= Beginning of Section =

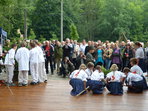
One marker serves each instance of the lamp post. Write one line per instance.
(25, 24)
(61, 20)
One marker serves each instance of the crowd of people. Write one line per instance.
(68, 56)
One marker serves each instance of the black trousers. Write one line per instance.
(49, 59)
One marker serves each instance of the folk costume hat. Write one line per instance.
(114, 67)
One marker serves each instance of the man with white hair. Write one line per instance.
(83, 46)
(22, 57)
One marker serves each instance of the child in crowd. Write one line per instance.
(133, 81)
(115, 81)
(135, 69)
(89, 71)
(97, 81)
(78, 80)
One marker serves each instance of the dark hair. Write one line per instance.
(134, 60)
(13, 45)
(98, 67)
(126, 69)
(23, 44)
(90, 64)
(32, 44)
(138, 44)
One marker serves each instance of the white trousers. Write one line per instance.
(23, 77)
(42, 72)
(34, 72)
(10, 73)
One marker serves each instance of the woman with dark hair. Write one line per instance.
(139, 55)
(134, 82)
(116, 57)
(78, 79)
(135, 69)
(127, 55)
(97, 81)
(100, 53)
(115, 81)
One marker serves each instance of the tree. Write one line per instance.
(73, 32)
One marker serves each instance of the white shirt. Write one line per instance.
(41, 54)
(9, 59)
(82, 48)
(133, 77)
(34, 55)
(139, 53)
(76, 50)
(22, 57)
(136, 70)
(89, 73)
(115, 76)
(96, 75)
(79, 74)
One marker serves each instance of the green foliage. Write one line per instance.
(94, 19)
(105, 70)
(54, 37)
(73, 32)
(32, 35)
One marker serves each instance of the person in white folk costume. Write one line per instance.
(9, 64)
(115, 81)
(41, 64)
(89, 71)
(135, 69)
(34, 60)
(78, 79)
(97, 81)
(134, 82)
(22, 57)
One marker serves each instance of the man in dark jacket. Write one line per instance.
(49, 52)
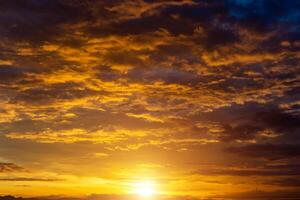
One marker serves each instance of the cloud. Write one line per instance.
(267, 151)
(9, 167)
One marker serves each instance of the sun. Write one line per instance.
(144, 188)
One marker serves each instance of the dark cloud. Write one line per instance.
(9, 167)
(267, 151)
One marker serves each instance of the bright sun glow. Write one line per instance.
(145, 188)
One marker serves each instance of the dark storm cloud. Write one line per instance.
(263, 170)
(267, 151)
(286, 182)
(36, 21)
(245, 122)
(55, 92)
(30, 179)
(9, 167)
(151, 78)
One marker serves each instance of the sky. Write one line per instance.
(192, 98)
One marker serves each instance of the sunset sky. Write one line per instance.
(150, 99)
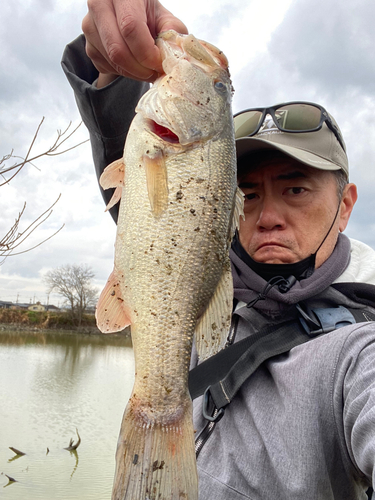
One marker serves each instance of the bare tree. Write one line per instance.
(73, 282)
(14, 238)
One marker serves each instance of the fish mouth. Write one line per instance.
(164, 133)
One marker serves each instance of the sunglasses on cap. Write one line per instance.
(291, 117)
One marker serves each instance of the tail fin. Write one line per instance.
(155, 462)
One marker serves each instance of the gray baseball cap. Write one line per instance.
(319, 149)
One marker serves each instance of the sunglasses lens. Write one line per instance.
(298, 117)
(246, 123)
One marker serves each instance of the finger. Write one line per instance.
(136, 31)
(103, 34)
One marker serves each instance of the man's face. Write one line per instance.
(289, 209)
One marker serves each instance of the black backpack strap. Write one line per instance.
(221, 375)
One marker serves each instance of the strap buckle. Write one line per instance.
(209, 410)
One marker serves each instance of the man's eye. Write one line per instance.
(296, 190)
(250, 196)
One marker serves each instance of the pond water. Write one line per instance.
(51, 385)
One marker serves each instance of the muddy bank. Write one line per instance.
(83, 330)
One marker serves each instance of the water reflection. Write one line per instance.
(51, 385)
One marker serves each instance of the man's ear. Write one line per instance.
(348, 200)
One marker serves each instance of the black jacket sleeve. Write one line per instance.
(106, 112)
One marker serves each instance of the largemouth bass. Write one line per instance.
(178, 212)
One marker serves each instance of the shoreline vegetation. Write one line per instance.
(47, 321)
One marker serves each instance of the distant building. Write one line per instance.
(5, 305)
(36, 307)
(51, 307)
(20, 305)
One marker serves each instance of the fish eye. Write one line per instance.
(220, 86)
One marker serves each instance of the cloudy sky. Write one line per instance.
(279, 50)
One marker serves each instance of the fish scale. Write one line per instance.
(171, 279)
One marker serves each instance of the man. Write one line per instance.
(303, 425)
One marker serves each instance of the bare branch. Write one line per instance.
(14, 238)
(52, 151)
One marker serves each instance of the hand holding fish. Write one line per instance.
(120, 37)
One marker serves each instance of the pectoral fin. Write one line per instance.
(113, 177)
(111, 312)
(157, 186)
(213, 326)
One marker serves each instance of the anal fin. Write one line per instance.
(155, 461)
(111, 314)
(213, 326)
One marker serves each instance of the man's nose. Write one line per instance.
(271, 215)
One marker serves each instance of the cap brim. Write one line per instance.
(246, 145)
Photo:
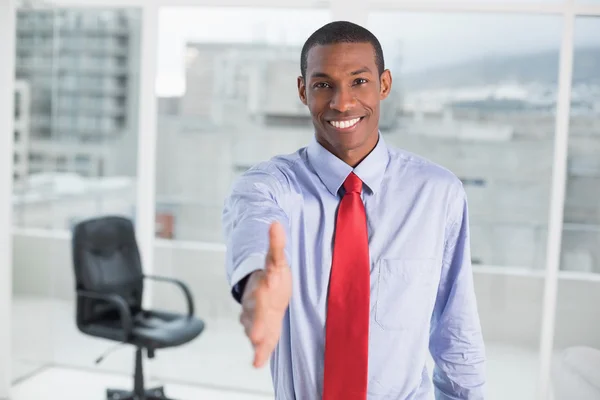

= End of Section =

__WORK REQUIRED__:
Your answer must be an exact copy of the listing, minus its pictures.

__SOLUTION__:
One marker serves each instance of the lamp post. Write one line per instance.
(25, 24)
(61, 20)
One marker serves each instance of the crowd of people. Write one line per instance.
(68, 56)
One marker serves each instance of the black trousers. Write one line per instance.
(49, 59)
One marker serves each instance of the folk costume hat. Write one line per instance.
(114, 67)
One marker serves each instance of the man with white hair. Write one line per instance.
(83, 46)
(22, 57)
One marker serves each instance of the child in crowd. Write one line per instance.
(133, 81)
(115, 81)
(135, 69)
(89, 71)
(97, 81)
(78, 80)
One marker serves each instance of the dark hair. Write one line per instance.
(134, 60)
(13, 45)
(98, 67)
(126, 69)
(23, 44)
(90, 64)
(32, 44)
(138, 44)
One marker serves each instance of the white trousers. Write one line per instance.
(23, 77)
(42, 72)
(34, 72)
(10, 73)
One marker serves each instance of the woman with dark hair. Write one line per instance.
(139, 55)
(134, 82)
(116, 57)
(78, 79)
(135, 69)
(127, 55)
(97, 81)
(100, 53)
(115, 81)
One marker serves each instance of the tree. Write one line per instance.
(73, 32)
One marker serves each instance of the white shirt. Write one line per instance.
(41, 54)
(9, 59)
(82, 48)
(133, 77)
(34, 55)
(139, 53)
(76, 50)
(22, 57)
(136, 70)
(89, 73)
(115, 76)
(96, 75)
(79, 74)
One marker serves each instance of the green foliage. Write one line per instance.
(94, 19)
(105, 70)
(54, 37)
(73, 32)
(32, 35)
One marker serves each instance of the person in white folk costume. Write one line per instance.
(9, 64)
(115, 81)
(41, 64)
(89, 71)
(135, 69)
(34, 60)
(78, 79)
(97, 81)
(134, 82)
(22, 57)
One marker serves each instance of the man in dark jacket. Write one line per instance.
(49, 52)
One marker serves each instance of the cloud. Write one line per instance.
(267, 151)
(9, 167)
One marker serves each instance of the sun. Write one line per instance.
(144, 188)
One marker serves each instance of the dark cloud. Write one line per instance.
(9, 167)
(267, 151)
One marker serves each instance of the bright sun glow. Write one line per instance.
(145, 188)
One marker serves each instance of the dark storm cloud. Write one line per instance.
(263, 170)
(267, 151)
(286, 182)
(36, 21)
(245, 122)
(55, 92)
(30, 179)
(9, 167)
(151, 78)
One marker serves each instance of the sky. Write one line per instance.
(192, 98)
One marker serves each instance of the sunset sky. Write one line per instance.
(150, 99)
One marker serves each instance of the bare tree. Write one line per instance.
(73, 282)
(14, 238)
One marker serves each instance of the fish mouth. Write one line per instance.
(164, 133)
One marker serves each instance of the sunglasses on cap. Write one line per instance.
(291, 117)
One marker serves each instance of the tail fin. Write one line per instance.
(155, 462)
One marker serves each instance of the gray baseball cap. Write one line per instance.
(319, 149)
One marker serves each instance of the sunglasses lens. Write one line per instance.
(298, 117)
(246, 123)
One marker serves each instance of the finger. Write one line per instance.
(136, 31)
(103, 34)
One marker serves each instance of the man's face. Write one line per instance.
(289, 209)
One marker serves each instance of the black backpack strap. Write one line per instance.
(221, 375)
One marker serves each instance of the strap buckle. Write one line per instance.
(209, 410)
One marker serves each instance of the man's eye. Write one line per instance.
(296, 190)
(250, 196)
One marker serves each instance of the pond water. Write one line per instance.
(51, 385)
One marker serves each instance of the muddy bank. Write one line per instance.
(83, 330)
One marker serves each instance of the water reflection. Write one line per instance.
(51, 385)
One marker serves each instance of the man's ear. Write one line per instance.
(348, 200)
One marker serves each instance of the black jacket sleeve. Write one line per instance.
(106, 112)
One marker serves each instance of the largemouth bass. Write one line per instance.
(178, 212)
One marker serves each instance of the shoreline vegetation. Write one line per instance.
(47, 321)
One marker serves each instance of the distant building. Write one line per instance.
(5, 305)
(36, 307)
(51, 307)
(20, 305)
One marker serves each instance of the fish eye. Write one line per instance.
(220, 86)
One marker serves each instance of the cloudy sky. Write one line per instance.
(279, 50)
One marker serves each instance of the fish scale. Write one line per instance.
(171, 279)
One marker serves each instance of the man. Write one line per instance.
(303, 425)
One marker serves each instance of the bare branch. Write one line per instance.
(14, 238)
(52, 151)
One marker serves each instance of the hand holding fish. Write one line per instance.
(120, 37)
One marker serves each instance of the pectoral fin. Write one line per instance.
(113, 177)
(111, 312)
(157, 186)
(213, 326)
One marker serves each instance of the anal fin. Write one line per instance.
(155, 461)
(111, 314)
(213, 326)
One marker serves each instance of the man's nose. Write one line per instance.
(271, 215)
One marker serves each instance of the cap brim. Write one line per instance.
(246, 145)
Photo:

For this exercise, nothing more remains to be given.